Written task:
Return the part of the listing that opens with the line containing "Locate the asphalt" and closes with the line containing "pixel 509 576", with both of those lines included, copying every line exactly.

--------------------

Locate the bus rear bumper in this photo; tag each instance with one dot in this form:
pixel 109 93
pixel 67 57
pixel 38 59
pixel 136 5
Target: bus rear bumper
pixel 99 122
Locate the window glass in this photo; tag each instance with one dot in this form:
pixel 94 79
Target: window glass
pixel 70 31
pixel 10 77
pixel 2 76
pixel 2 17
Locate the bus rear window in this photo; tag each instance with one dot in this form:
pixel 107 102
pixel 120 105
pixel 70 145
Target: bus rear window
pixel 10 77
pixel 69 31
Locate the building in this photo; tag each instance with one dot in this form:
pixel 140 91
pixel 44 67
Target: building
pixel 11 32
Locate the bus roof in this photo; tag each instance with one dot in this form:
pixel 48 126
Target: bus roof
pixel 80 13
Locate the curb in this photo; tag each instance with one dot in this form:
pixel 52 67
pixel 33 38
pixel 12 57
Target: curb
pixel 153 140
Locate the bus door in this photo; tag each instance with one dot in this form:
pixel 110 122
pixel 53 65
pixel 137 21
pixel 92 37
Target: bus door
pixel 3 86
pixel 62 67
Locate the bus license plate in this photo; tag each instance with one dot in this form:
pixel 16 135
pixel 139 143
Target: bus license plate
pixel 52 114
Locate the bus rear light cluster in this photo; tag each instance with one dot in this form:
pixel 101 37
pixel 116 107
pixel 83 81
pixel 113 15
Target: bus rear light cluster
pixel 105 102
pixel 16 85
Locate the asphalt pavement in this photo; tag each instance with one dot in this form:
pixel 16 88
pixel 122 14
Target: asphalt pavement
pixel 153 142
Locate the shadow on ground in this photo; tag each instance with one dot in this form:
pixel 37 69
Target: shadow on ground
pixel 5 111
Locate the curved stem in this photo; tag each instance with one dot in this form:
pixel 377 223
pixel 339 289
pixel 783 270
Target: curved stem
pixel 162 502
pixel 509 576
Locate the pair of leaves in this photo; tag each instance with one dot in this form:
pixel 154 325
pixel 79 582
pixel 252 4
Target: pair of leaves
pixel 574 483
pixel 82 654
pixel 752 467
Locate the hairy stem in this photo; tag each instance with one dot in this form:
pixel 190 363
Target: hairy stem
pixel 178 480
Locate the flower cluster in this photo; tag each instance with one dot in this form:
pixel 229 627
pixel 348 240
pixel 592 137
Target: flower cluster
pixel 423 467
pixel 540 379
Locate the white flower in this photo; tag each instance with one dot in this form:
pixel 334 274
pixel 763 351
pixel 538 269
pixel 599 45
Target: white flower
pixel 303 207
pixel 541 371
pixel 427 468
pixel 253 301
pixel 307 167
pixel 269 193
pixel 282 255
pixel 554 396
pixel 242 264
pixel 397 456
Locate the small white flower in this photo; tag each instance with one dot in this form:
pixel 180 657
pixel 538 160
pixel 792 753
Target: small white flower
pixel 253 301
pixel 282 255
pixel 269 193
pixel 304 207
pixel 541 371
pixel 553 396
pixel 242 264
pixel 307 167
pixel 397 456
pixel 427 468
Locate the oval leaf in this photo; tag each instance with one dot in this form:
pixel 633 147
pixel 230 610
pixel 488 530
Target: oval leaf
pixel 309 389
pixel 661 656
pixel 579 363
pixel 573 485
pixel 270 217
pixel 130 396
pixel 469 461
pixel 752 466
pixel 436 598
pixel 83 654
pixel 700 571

--------------------

Final result:
Locate the asphalt pavement in this photo; tag each instance with one dot in this form:
pixel 16 88
pixel 122 14
Target: asphalt pavement
pixel 153 142
Locate the shadow on ground in this photo; tag each instance with one dot in this form:
pixel 37 69
Target: shadow on ground
pixel 5 111
Locate the curved stem in this photo; tag each instance with one dot in this form:
pixel 377 223
pixel 339 289
pixel 783 270
Target: curved stem
pixel 162 502
pixel 509 576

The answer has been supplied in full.